• Stated task 1:
Answer these from the provided text on the irrationality of the square root of 2:
(a) Besides some number theory and model theory, what does the proof also use?
(b) In the statement of Łoś’s theorem, what sentence is offered as an example of what $\varphi$ could be in the language of rings?
(c) If $p=8n+3$ is prime, what value does the Legendre symbol $\left(\frac{2}{p}\right)$ take?

• Provided text:
# An Outrageous Proof

## An absurd proof that $\sqrt{2}$ is irrational

Edit: I was made aware that this proof appeared on Stackexchange before and I don’t want to claim authorship at all!

Sometimes a good tool to make people remember something is to do something utterly outrageous. I will hence give you the worst proof you have ever seen to show that $\sqrt{2}$ is irrational. It uses a bit of non-trivial number theory and a bit of model theory and also it uses a weak form of the axiom of choice.

### Ultraproducts

Ultraproducts pose a fundamental tool in model theory and we will do some unholy work with them. First a quick reminder: We fix some language $\mathcal{L}$ and take any index set $I$ to index a bunch of $\mathcal{L}$-structures $(M_i)_{i \in I}$. We then take a non-trivial ultrafilter 1 $\mathcal{U}$ of $I$ and define

$\prod_{\mathcal{U}} M_i = \prod_{i \in I} M_i / \sim_{\mathcal{U}}$

where $(x_i)_{i \in I} \sim (x'_i)_{i \in I}$ if and only if the set $\{i \in I \mid x_i=x'_i \}$ is in $\mathcal{U}$.

One then also interprets $\prod_{\mathcal{U}} M_i$ as an $\mathcal{L}$-structure by checking that functions remain well-defined and by defining relations to hold iff they hold on filter sets. This leads to the following result:

#### Łoś’s theorem

Let $\varphi$ be any $\mathcal{L}$-sentence - for instance if $\mathcal{L}=\{0,1,+,-,\ast\}$ is the language of rings $\varphi$ could be the sentence that says “$2$ is a square” - then $\prod_{\mathcal{U}} M_i \vDash \varphi \Leftrightarrow \{i \in I \mid M_i \vDash \varphi \} \in \mathcal{U}.$

So the ultraproduct believes a sentence to be true if and only if the set of models that believe the sentence is a filter set.

### Squares in finite field

If $p=8n+3$ is prime for some $n \in \mathbb{Z}$, then we can use basic properties of the Legendre Symbol to see, that

$\left(\frac{2}{p}\right)=-1$ which is equivalent to say that $2$ is not a square modulo $p$.

[Part of a data file]
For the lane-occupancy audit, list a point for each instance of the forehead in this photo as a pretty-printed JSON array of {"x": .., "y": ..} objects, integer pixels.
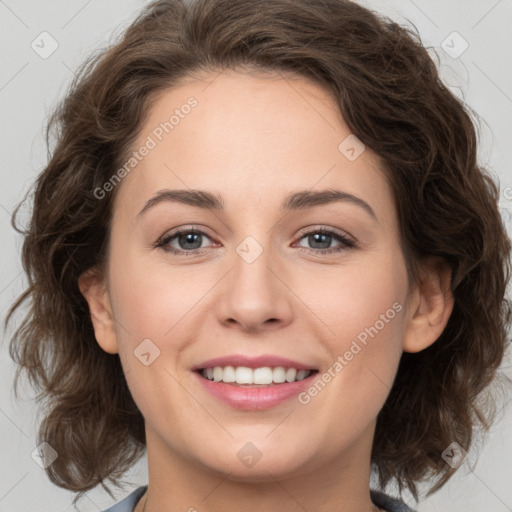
[{"x": 250, "y": 138}]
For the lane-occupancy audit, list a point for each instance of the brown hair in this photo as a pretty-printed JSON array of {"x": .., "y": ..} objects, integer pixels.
[{"x": 390, "y": 95}]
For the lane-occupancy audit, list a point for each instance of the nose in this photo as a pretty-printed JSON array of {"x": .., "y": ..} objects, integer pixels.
[{"x": 254, "y": 296}]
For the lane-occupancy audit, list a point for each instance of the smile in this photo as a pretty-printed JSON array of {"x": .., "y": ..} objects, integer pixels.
[{"x": 264, "y": 376}]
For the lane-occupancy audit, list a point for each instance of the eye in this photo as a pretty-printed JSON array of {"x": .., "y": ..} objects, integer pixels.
[
  {"x": 320, "y": 241},
  {"x": 184, "y": 241}
]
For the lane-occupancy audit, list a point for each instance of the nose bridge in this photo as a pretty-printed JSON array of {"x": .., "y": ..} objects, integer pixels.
[{"x": 252, "y": 294}]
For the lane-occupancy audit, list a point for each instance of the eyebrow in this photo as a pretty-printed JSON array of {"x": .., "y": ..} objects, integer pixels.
[{"x": 294, "y": 201}]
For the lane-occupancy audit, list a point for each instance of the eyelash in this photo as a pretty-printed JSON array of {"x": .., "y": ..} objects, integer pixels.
[{"x": 346, "y": 243}]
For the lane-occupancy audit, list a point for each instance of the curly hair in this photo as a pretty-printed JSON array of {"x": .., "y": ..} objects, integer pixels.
[{"x": 388, "y": 90}]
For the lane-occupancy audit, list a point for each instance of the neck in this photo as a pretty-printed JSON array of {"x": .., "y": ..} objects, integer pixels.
[{"x": 327, "y": 484}]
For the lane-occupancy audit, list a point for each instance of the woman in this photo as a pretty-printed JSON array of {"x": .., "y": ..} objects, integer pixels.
[{"x": 342, "y": 303}]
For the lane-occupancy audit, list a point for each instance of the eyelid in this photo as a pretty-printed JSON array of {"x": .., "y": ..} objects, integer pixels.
[{"x": 346, "y": 240}]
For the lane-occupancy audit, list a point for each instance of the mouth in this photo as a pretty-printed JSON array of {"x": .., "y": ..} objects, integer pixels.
[
  {"x": 265, "y": 376},
  {"x": 254, "y": 389}
]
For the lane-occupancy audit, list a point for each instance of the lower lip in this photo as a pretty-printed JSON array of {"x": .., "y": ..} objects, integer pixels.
[{"x": 255, "y": 398}]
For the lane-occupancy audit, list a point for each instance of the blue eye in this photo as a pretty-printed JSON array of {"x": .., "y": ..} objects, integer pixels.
[
  {"x": 190, "y": 241},
  {"x": 321, "y": 240}
]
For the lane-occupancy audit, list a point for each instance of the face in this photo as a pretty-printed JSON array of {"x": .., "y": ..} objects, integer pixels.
[{"x": 275, "y": 278}]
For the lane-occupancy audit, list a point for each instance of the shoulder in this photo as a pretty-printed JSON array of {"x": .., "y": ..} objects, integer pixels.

• Stated task 2: Rewrite the listing starting at the line that contains "of the curly" and ending at the end of the listing, with "lane-occupancy audit" replaced by "portrait review" and everything else unchanged.

• Result 1:
(a) A weak form of the axiom of choice.
(b) The sentence that says "$2$ is a square."
(c) $-1$, which means $2$ is not a square modulo $p$.

• Result 2:
For the portrait review, list a point for each instance of the curly hair in this photo as a pretty-printed JSON array of {"x": .., "y": ..} objects, integer pixels.
[{"x": 388, "y": 90}]
For the portrait review, list a point for each instance of the neck in this photo as a pretty-printed JSON array of {"x": .., "y": ..} objects, integer pixels.
[{"x": 327, "y": 484}]
For the portrait review, list a point for each instance of the woman in this photo as a pretty-printed JSON array of {"x": .., "y": ..} objects, integer pixels.
[{"x": 342, "y": 303}]
For the portrait review, list a point for each instance of the eyelid in this photo as a pretty-printed JSON array of {"x": .., "y": ..} objects, integer pixels.
[{"x": 346, "y": 240}]
For the portrait review, list a point for each instance of the mouth in this photo as a pretty-printed JSON array of {"x": .., "y": ..} objects, integer pixels.
[
  {"x": 265, "y": 376},
  {"x": 254, "y": 389}
]
For the portrait review, list a point for each instance of the lower lip in this photo as a pretty-printed JSON array of {"x": .., "y": ..} objects, integer pixels.
[{"x": 255, "y": 398}]
For the portrait review, list a point for each instance of the blue eye in this photo as a pretty-printed JSON array of {"x": .., "y": ..} objects, integer pixels.
[
  {"x": 190, "y": 241},
  {"x": 321, "y": 240}
]
For the portrait review, list a point for each instance of the face in this photo as a pretty-printed JSON array of {"x": .., "y": ..} objects, integer pixels.
[{"x": 275, "y": 278}]
For the portrait review, list a point for each instance of the shoulder in this photo as a pretty-printed JSON array of {"x": .., "y": ..} objects, integer pixels.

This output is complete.